TEXT PROVIDED START

Inventor of the public option explains why it's crucial

Obama's speech to Congress is likely to be pivotal for the plan. In an interview, Jacob Hacker makes his case

Published September 9, 2009 10:32AM (EDT)

President Barack Obama listens to a question during the Organizing for America National Health Care Forum at the Democratic National Committee headquarters in Washington Thursday, Aug. 20, 2009
President Barack Obama listens to a question during the Organizing for America National Health Care Forum at the Democratic National Committee headquarters in Washington Thursday, Aug. 20, 2009

Just a couple years ago, very few people could have told you what the "public option" is. Now, the idea to have a government-run, not-for-profit health-insurance program -- like Medicare or Medicaid -- that people could choose as their healthcare provider has become one of the focal points of the debate over reform. In fact, the degree of support (or lack thereof) that President Obama expresses for the idea in his address to a joint session of Congress Wednesday night is likely to be one of the most analyzed parts of that speech.

Jacob Hacker, a professor of political science at Yale and fellow at the New America Foundation, is widely credited with coming up with the idea for a public option. Salon spoke with him by phone last week about why he feels it's necessary for healthcare reform and how he thinks Democrats have been doing at making the case for reform generally.

Why a public option?

I think it's pretty clear why if you look at what's happened over the last generation in American health insurance. Private insurance plans have basically failed us, and we need to have competition between a new nonprofit public health insurance plan that puts patients first and not private insurance companies.

I've argued that the public insurance plan really achieves three critical goals. It serves as a backup for people who want to have a good plan that's available in all parts of the country and that provides them with a broad choice of providers. It provides a benchmark for the private insurance plans, encouraging them to improve the delivery and cost effectiveness of care and keep their premiums down. And it offers, finally, a cost control backstop because public health insurance in the United States has actually done a better job than private plans of keeping costs down over time, and it could do a much better job in the future if it were given the authority to innovate in the payment for, and delivery of, care.

Why the public option as opposed to single-payer?

There are two main arguments against single-payer. One is that it's certainly not in the political cards and it requires displacing the existing employment-based health insurance system on which millions of Americans rely and moving a huge amount of healthcare financing onto the public budget at a time when we're facing record deficits.

TEXT PROVIDED END
DATA EXTRACTS START

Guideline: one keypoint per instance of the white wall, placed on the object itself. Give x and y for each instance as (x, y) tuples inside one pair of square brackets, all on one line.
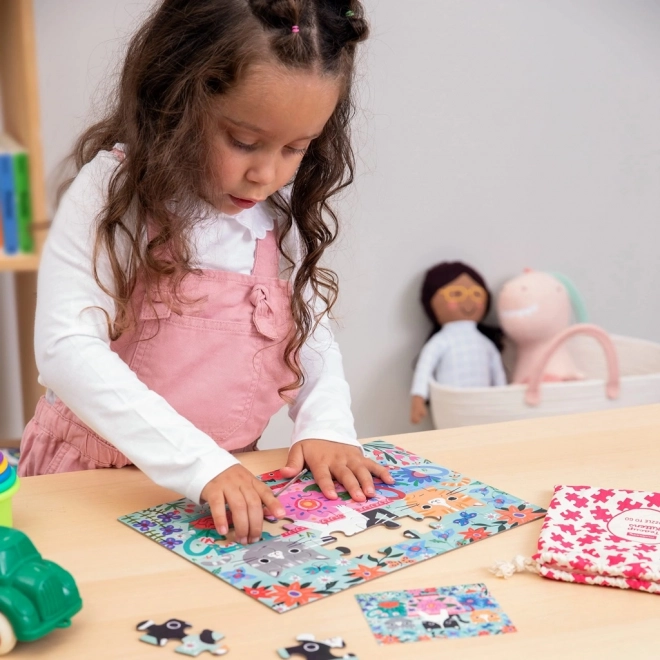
[(507, 133)]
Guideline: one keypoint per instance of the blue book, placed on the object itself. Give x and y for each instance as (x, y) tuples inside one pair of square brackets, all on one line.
[(8, 149)]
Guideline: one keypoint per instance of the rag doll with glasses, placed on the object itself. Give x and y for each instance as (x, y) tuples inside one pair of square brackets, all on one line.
[(461, 351)]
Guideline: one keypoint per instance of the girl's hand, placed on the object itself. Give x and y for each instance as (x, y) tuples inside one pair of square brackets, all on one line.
[(417, 409), (246, 497), (345, 463)]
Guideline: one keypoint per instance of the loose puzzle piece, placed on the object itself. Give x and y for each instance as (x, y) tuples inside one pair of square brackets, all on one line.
[(160, 634), (310, 649), (207, 640), (422, 614), (295, 567)]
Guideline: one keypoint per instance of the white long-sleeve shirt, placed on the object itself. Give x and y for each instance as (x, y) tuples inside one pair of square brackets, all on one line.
[(76, 363), (459, 355)]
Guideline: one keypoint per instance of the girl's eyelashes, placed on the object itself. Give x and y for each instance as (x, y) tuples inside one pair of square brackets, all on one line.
[(298, 152), (252, 147), (242, 145)]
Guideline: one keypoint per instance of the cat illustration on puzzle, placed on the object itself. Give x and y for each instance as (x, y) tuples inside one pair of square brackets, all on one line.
[(421, 492)]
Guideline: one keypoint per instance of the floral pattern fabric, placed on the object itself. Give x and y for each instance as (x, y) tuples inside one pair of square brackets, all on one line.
[(295, 568), (602, 536), (439, 612)]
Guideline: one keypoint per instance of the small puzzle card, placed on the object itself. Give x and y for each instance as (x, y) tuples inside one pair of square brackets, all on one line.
[(297, 566), (465, 610)]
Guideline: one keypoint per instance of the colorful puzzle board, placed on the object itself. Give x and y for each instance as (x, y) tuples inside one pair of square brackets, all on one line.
[(464, 610), (294, 568)]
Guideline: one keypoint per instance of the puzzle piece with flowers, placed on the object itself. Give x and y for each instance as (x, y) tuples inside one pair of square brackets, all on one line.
[(294, 567)]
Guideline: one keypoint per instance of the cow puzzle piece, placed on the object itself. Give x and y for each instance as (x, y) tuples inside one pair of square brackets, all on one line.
[(425, 491), (160, 634), (310, 649), (207, 640)]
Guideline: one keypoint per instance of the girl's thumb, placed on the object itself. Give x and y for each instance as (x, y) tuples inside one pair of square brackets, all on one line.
[(294, 462)]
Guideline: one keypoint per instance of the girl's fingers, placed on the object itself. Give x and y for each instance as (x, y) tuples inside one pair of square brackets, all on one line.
[(380, 471), (255, 513), (347, 479), (365, 479), (325, 482), (239, 513), (294, 462), (219, 513), (270, 501)]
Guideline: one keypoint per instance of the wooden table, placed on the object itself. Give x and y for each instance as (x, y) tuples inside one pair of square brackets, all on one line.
[(125, 578)]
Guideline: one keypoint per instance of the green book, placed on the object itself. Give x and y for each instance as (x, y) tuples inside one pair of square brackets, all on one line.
[(22, 202)]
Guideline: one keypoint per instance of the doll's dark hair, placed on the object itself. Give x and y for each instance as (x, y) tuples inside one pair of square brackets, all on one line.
[(186, 54), (441, 275)]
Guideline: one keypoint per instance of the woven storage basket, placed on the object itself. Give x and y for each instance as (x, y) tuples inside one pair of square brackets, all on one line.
[(638, 381)]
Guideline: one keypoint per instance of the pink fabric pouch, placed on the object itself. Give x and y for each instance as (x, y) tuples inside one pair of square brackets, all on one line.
[(599, 536)]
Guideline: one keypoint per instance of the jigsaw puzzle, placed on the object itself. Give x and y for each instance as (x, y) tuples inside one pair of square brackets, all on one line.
[(295, 567), (422, 614)]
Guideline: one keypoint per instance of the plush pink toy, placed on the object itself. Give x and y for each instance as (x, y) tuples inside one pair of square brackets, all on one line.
[(533, 309)]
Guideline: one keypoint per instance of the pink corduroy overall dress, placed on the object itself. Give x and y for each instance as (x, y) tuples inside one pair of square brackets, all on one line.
[(218, 361)]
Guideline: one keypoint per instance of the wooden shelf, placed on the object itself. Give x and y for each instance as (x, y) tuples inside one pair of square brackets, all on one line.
[(19, 262), (20, 105)]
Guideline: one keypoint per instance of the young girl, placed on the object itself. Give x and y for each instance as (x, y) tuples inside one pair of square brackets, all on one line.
[(180, 298)]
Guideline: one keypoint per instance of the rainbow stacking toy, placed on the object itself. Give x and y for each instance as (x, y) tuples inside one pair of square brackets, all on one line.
[(9, 483)]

DATA EXTRACTS END

**PROBLEM REQUIREMENTS**
Continue the interview with Jacob Hacker about the public option, starting after its last sentence. The material isn't needed here.

**EXERCISE OUTPUT**
The second reason is less political and more a policy reason. I believe strongly you can achieve a lot of the virtues of single payer by having this public health insurance plan, and at the same time you're allowing the private plan to be able to capitalize on its own strengths in a context in which it faces a strong competitor. The problem with our system isn't so much that we rely on private insurance, but that private insurance plans are completely unaccountable and fragmented. And with this public health insurance plan competing on equal terms, on a level playing field with private plans in all parts of the country, then you're going to see consolidated insurance companies facing more pressure to build on their strengths and improve their weaknesses. I do think that private insurance plans have strengths. In particular, I think that they are more capable of building integrated provider networks and that a public health insurance plan will, of necessity, be more focused on providing a broad choice of providers to allow people to have access to services in all parts of the nation.

I would say finally that many countries have systems that have heavily regulated private insurance plans that coexist with public health insurance. Germany is an example. Australia is an even more pertinent example. It appears that those systems are able to bring costs in line and provide health security despite the fact they're not true single payer systems in which the government is the monopsonistic single insurer.

Why had nobody come up with this idea before?

I don't think it's fair to say no one had come up with the idea. The idea of a public insurance plan goes back very far, and the Medicare program, of course, embodies that ideal. In 1965, the United State decided that for America's elderly, and later for America's disabled, there would be a public health insurance plan available regardless of income or medical conditions. And that plan is enormously popular today, to the point that many Americans, it seems, aren't fully aware that it's a government insurance plan, because it works so well they just can't believe the government actually gets things right.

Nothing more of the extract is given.